§ Goal: Please count how many lines of the following records contain the string "below", treating case as significant, and reply with the number alone.

(Dataset items)
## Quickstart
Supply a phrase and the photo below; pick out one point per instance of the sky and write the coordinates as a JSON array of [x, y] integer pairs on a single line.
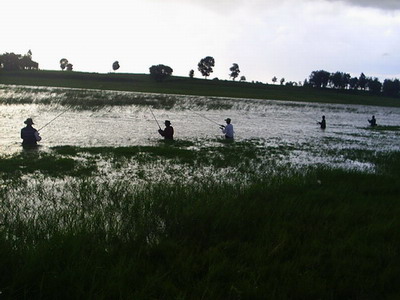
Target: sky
[[266, 38]]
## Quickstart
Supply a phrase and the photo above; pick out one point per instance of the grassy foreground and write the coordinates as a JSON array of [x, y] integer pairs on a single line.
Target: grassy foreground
[[186, 86], [310, 233]]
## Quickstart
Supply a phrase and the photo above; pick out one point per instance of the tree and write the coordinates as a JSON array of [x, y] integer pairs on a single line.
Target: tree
[[15, 62], [234, 71], [63, 63], [362, 81], [353, 83], [26, 63], [374, 86], [319, 79], [391, 88], [115, 65], [191, 74], [160, 72], [205, 66]]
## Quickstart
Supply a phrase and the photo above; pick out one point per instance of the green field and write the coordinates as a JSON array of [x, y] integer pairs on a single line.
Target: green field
[[186, 86], [175, 221]]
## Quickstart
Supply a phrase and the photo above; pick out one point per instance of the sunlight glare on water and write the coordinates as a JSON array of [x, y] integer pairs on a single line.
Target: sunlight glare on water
[[110, 118]]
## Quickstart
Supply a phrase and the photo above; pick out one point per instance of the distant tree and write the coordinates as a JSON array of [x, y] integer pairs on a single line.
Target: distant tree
[[353, 83], [374, 86], [234, 71], [115, 65], [191, 74], [26, 63], [205, 66], [391, 88], [160, 72], [339, 80], [362, 81], [15, 62], [63, 63], [319, 79], [306, 83]]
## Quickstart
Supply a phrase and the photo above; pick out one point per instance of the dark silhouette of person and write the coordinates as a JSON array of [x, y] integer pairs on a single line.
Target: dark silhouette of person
[[168, 132], [228, 129], [372, 122], [29, 135], [322, 123]]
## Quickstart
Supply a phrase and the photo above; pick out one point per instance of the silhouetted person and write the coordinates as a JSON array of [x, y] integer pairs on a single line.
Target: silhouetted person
[[228, 129], [372, 122], [168, 132], [29, 135], [322, 123]]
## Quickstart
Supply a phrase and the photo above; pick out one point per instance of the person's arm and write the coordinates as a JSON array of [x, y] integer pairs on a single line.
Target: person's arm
[[37, 136]]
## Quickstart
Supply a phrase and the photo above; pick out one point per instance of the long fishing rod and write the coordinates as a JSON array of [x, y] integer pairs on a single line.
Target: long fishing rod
[[155, 118], [69, 106], [220, 125]]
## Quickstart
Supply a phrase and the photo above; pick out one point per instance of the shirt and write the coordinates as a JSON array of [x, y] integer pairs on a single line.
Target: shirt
[[228, 130]]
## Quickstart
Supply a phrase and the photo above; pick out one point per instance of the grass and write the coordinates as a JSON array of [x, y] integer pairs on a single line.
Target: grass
[[303, 233], [186, 86]]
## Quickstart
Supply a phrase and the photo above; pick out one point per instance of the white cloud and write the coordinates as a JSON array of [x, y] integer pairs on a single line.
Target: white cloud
[[287, 39]]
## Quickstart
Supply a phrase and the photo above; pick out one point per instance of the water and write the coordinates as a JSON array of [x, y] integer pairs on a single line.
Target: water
[[110, 118]]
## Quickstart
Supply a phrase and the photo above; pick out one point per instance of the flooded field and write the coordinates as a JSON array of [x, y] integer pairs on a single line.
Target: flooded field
[[92, 118]]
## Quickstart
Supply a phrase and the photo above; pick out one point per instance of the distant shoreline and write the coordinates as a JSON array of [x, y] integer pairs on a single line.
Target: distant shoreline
[[187, 86]]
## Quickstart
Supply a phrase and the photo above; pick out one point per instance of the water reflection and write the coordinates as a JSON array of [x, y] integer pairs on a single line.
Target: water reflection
[[110, 118]]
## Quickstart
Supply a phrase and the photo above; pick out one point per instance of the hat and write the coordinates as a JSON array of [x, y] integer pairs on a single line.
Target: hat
[[29, 121]]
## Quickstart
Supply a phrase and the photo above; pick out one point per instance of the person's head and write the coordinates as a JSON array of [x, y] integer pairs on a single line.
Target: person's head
[[29, 121]]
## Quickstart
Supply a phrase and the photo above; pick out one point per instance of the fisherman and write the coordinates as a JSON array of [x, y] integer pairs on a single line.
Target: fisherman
[[168, 132], [372, 122], [228, 129], [29, 135], [322, 123]]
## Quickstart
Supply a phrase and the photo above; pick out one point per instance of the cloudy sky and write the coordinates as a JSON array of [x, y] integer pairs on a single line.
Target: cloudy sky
[[266, 38]]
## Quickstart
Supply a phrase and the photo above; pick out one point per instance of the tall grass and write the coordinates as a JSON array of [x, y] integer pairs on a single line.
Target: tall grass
[[310, 233]]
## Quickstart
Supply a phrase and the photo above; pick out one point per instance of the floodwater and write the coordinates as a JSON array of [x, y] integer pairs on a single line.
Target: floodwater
[[111, 118]]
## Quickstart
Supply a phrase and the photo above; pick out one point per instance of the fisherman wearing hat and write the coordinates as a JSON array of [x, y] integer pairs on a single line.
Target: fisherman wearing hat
[[168, 132], [228, 129], [29, 135]]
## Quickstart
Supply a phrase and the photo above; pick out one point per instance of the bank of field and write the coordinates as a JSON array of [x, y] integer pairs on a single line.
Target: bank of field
[[187, 86], [179, 221]]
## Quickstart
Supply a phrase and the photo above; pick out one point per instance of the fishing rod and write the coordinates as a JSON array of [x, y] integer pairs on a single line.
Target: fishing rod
[[220, 125], [69, 106], [154, 118]]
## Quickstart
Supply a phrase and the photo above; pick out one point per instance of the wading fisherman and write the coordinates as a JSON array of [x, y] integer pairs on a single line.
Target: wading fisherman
[[322, 123], [168, 132], [372, 122], [228, 129], [29, 135]]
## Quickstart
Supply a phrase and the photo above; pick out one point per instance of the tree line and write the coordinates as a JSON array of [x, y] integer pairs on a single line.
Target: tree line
[[15, 62], [344, 81], [317, 79]]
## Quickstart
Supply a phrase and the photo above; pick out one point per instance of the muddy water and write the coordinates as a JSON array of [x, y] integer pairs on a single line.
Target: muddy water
[[105, 118]]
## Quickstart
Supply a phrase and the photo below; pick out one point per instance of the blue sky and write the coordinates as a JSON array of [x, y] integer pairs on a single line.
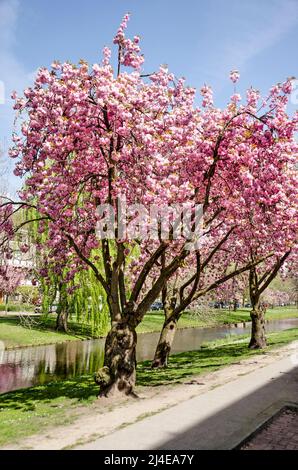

§ Solution to this problem: 2